- [TASKS TO CARRY OUT]
[A] Summarize the passage on Chung Young-ai below in two sentences.
[B] From the passage on Chung Young-ai below, print word for word the part that begins at the words "- Education: Ewha" and stops after "in women's studies.".

- [TEXT PASSAGE]
*** Begin section ***

Senior Secretary to the President for Personnel Affairs
- In office 21 December 2007 – 24 February 2008
- President: Roh Moo-hyun
- Preceded by: Park Nam-choon
- Succeeded by: position abolished

Secretary to the President for Personnel Affairs
- In office December 2003 – February 2006
- President: Roh Moo-hyun

Personal details
- Born: 1955 (age 70–71)
- Education: Ewha Womans University

= Chung Young-ai =

South Korean academic (born 1955)

Chung Young-ai (born 1955) is a South Korean professor of social welfare at Seoul Cyber University served as Minister of Gender Equality and Family from 2020 to 2022. She is the first Korean to hold a doctorate degree in women's studies.

*** End section ***

- [INFORMATION PROVIDED]

*** Begin section ***

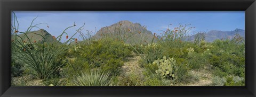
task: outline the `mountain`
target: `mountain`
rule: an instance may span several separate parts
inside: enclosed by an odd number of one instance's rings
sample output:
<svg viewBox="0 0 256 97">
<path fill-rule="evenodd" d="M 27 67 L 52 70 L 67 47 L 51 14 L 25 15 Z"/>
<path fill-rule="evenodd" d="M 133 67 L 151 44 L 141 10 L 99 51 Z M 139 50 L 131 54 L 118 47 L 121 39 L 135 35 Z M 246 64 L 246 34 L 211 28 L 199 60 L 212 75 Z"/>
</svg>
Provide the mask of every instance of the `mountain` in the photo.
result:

*** End section ***
*** Begin section ***

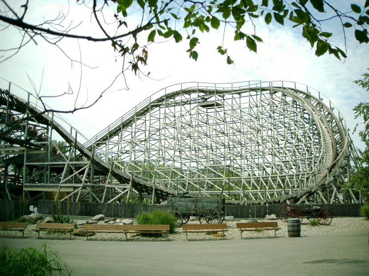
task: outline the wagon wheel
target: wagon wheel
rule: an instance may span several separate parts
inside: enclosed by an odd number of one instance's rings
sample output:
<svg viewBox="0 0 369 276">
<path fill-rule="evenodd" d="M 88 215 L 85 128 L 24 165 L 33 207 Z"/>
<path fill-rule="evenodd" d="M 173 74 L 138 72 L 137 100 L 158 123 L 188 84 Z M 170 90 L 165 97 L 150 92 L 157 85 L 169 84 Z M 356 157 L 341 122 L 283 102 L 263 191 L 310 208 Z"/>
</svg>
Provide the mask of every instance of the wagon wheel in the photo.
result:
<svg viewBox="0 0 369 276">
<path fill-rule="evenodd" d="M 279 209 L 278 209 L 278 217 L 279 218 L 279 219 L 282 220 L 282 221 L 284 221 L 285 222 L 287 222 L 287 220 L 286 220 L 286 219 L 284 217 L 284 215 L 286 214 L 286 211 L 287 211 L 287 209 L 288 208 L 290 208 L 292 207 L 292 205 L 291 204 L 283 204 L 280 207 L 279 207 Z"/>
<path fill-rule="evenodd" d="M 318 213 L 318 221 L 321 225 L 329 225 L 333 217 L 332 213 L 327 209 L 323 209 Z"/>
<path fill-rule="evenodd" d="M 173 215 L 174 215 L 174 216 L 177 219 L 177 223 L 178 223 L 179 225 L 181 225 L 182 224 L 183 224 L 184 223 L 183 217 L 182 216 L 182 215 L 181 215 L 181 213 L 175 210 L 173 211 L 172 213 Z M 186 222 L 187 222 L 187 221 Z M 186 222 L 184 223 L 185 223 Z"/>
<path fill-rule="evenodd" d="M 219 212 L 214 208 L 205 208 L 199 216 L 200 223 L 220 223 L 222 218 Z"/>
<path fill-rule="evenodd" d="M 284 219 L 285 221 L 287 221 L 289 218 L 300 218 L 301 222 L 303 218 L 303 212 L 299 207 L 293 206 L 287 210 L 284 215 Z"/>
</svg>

*** End section ***

- [ANSWERS IN ORDER]
[A] Chung Young-ai, born in 1955, is a South Korean professor of social welfare at Seoul Cyber University who served as Minister of Gender Equality and Family from 2020 to 2022 and is the first Korean to hold a doctorate in women's studies. Under President Roh Moo-hyun, she was Secretary to the President for Personnel Affairs from December 2003 to February 2006 and Senior Secretary to the President for Personnel Affairs from December 2007 to February 2008.

[B]
- Education: Ewha Womans University

= Chung Young-ai =

South Korean academic (born 1955)

Chung Young-ai (born 1955) is a South Korean professor of social welfare at Seoul Cyber University served as Minister of Gender Equality and Family from 2020 to 2022. She is the first Korean to hold a doctorate degree in women's studies.